TEXT EXTRACT:
Hesselholdt & Mejlvang: ‘We want to reach people that don’t go to art institutions’

On January 13, the Danish artistic duo Hesselholdt & Mejlvang (Sofie Hesselholdt and Vibeke Mejlvang), in collaboration with IZOLYATSIA. Platform for Cultural Initiatives (Kyiv) and BigMedia, the largest outdoor advertising house in Ukraine, presented the project ‘Points of Unity’ in the public space of Kyiv. From January 5, 2018, the works of the artists have been decorating 50 billboards within the city. The artists talk the project, optimistic art and artistic practices in the public space.

 

How have your cooperation with Izolyatsia and Big Media started?

 

Vibeke: I met Kateryna from Izolyatsia in 2014 when we both were in residency in South Korea and we have stayed connected since then. Later on we started talking more directly about making a project here in Kyiv or Ukraine. We had discussed different possibilities and the last one, that we had been talking about for two years maybe, ended up with this billboard project.

 

Sofie: We have been in the residency at Izolyatsia to find out more about the local context for the project. We were invited by Kateryna, who said ‘We have this billboard project in collaboration with Big Media’ and suggested that we come to Kyiv to make a research.

 

V: And to meet up with Big Media as well to talk about the possibilities and how we could work it out together.

 

What is the concept behind ‘Points of Unity’?

 

S: We have been working with flags for many-many years, all different kinds of flags. So it was natural for us to look at the Ukrainian flag, the blue and yellow flag, and try to see if we can work with those colours somehow. Our interest is focused on nationality and national feelings and many of our projects have been investigating subjects like this. Our starting point was the flag and then we read a lot about Ukraine, it’s history and, you know, everything on the war, the annexation and all these things going on. We come from Denmark which is a very quiet Scandinavian country so for us it was about finding a way to look at Ukraine from our point of view and trying to make a project that would make sense. Why would we come from Scandinavia to say something about Ukraine? Our task was to find that out.

 

Project ‘Points of Unity’ on the streets of Kyiv

Courtesy of the artists

 

Why did you choose flags to be those recurring symbols in your artistic practice? And also the colours, what meaning do they carry within your artistic language? Particularly, talking about the colours of the Ukrainian flag: what was that thing that caught your eye and inspired you to develop this concept?

THE PROBLEM:
Answer the following questions using the interview above.
(a) On how many billboards in Kyiv have the artists' works been displayed?
(b) Where and in what year did Vibeke first meet Kateryna from Izolyatsia?
(c) What country do the artists come from?

STORED DATA:
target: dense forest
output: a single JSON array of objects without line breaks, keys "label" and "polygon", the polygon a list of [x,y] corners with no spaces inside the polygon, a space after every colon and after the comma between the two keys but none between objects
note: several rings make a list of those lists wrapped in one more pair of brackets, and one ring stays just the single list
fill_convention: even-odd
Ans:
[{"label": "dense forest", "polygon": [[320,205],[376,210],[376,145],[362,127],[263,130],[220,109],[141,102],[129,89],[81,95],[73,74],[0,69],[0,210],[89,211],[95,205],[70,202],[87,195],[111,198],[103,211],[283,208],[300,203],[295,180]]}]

WRITTEN SOLUTION:
(a) 50 billboards.
(b) In South Korea, in 2014, when both were in residency there.
(c) Denmark.